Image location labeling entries

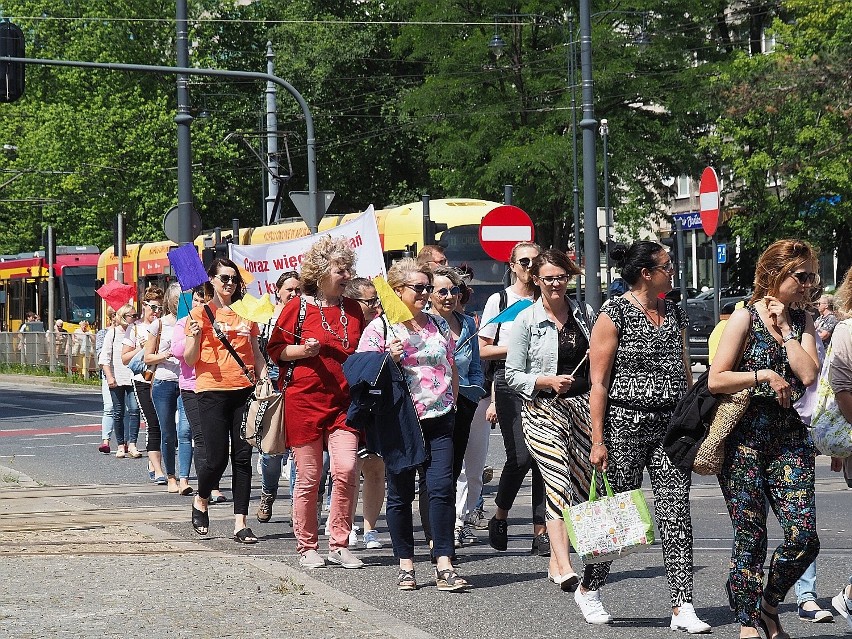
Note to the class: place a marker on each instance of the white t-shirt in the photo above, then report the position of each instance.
(491, 310)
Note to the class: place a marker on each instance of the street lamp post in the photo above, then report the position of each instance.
(607, 211)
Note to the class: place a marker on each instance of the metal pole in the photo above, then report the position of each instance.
(590, 189)
(184, 138)
(575, 186)
(681, 266)
(607, 211)
(310, 141)
(271, 137)
(119, 250)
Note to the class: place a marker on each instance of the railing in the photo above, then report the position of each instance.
(74, 352)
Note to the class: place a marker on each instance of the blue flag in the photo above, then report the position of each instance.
(510, 313)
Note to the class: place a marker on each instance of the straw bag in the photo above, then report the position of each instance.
(610, 527)
(728, 412)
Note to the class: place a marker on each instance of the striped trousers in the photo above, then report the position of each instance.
(557, 432)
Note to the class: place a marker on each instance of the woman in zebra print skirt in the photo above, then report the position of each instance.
(547, 364)
(639, 371)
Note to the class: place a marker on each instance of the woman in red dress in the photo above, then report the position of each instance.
(317, 396)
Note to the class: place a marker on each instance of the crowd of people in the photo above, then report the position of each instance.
(574, 392)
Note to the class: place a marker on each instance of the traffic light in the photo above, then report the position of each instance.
(11, 73)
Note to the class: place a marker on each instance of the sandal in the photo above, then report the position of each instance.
(405, 580)
(449, 580)
(200, 521)
(773, 617)
(245, 536)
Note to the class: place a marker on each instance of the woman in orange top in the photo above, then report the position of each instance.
(222, 389)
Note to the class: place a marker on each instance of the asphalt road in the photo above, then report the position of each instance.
(52, 435)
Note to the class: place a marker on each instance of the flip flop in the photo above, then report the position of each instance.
(245, 536)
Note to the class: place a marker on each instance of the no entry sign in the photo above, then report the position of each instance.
(708, 198)
(502, 228)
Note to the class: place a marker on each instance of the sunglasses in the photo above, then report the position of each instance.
(421, 288)
(806, 278)
(372, 302)
(448, 292)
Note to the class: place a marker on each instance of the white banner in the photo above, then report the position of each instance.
(263, 263)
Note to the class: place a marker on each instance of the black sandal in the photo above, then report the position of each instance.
(449, 580)
(405, 580)
(245, 536)
(200, 521)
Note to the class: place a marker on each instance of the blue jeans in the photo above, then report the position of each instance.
(806, 586)
(184, 438)
(125, 414)
(438, 468)
(106, 420)
(165, 394)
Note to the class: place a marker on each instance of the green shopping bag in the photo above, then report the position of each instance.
(606, 528)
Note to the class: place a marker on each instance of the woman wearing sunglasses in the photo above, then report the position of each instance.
(119, 378)
(424, 349)
(444, 300)
(548, 365)
(770, 347)
(639, 370)
(134, 341)
(222, 388)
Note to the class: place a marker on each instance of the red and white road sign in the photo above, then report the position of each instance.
(502, 228)
(708, 198)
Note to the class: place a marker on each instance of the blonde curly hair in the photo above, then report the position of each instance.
(326, 253)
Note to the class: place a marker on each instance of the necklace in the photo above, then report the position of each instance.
(344, 322)
(655, 322)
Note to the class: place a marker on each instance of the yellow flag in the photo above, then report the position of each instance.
(254, 309)
(395, 310)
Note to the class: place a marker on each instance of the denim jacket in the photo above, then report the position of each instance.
(534, 346)
(471, 377)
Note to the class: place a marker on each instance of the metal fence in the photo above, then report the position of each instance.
(73, 353)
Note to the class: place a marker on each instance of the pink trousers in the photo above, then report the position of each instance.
(342, 447)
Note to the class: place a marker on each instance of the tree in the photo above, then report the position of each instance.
(785, 134)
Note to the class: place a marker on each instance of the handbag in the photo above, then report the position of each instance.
(728, 412)
(831, 433)
(609, 527)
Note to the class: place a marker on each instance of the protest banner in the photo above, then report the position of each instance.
(263, 263)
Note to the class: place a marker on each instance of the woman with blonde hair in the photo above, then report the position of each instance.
(134, 342)
(424, 349)
(328, 326)
(164, 386)
(770, 347)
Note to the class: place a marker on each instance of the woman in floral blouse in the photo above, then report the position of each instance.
(423, 347)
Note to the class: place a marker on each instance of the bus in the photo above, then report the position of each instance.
(400, 232)
(24, 286)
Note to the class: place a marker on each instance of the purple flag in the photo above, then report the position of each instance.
(188, 267)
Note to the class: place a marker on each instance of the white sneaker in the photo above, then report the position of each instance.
(688, 621)
(344, 557)
(311, 559)
(591, 607)
(843, 605)
(371, 540)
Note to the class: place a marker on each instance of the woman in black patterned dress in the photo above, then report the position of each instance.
(639, 370)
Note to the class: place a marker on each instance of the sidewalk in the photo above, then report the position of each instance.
(72, 569)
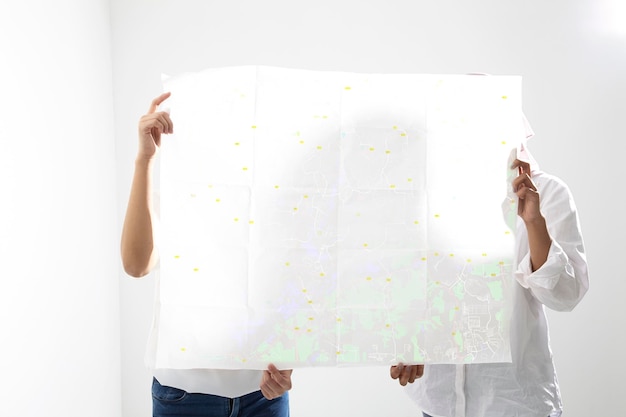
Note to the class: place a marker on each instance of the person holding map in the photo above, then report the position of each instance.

▶ _JOB_: Nothing but the lines from the line containing "instance of the bus" through the last line of the records above is to be extracted, exactly and with no pictures.

▶ _EXERCISE RESULT_:
Note to the class: place a marker on each instance of the bus in the photo above, then report the position of each instance.
(400, 232)
(24, 286)
Note to the class: place a marker on each instance of the purple flag in the photo above, then report the position of each instance.
(188, 267)
Note to the class: place a marker on each instance of the white sneaker in the photo above, then report the position of each instance.
(688, 621)
(344, 557)
(311, 559)
(591, 607)
(843, 605)
(371, 540)
Note to the class: place a marker on each instance of the woman in black patterned dress in the photo above, then report the position of each instance.
(639, 370)
Note to the class: place a marker on each instance of the sidewalk in the photo above, then report the position of each instance.
(72, 569)
Note to the class: place a marker on each instance of the person holding map in the photo above, then report the position of each instance.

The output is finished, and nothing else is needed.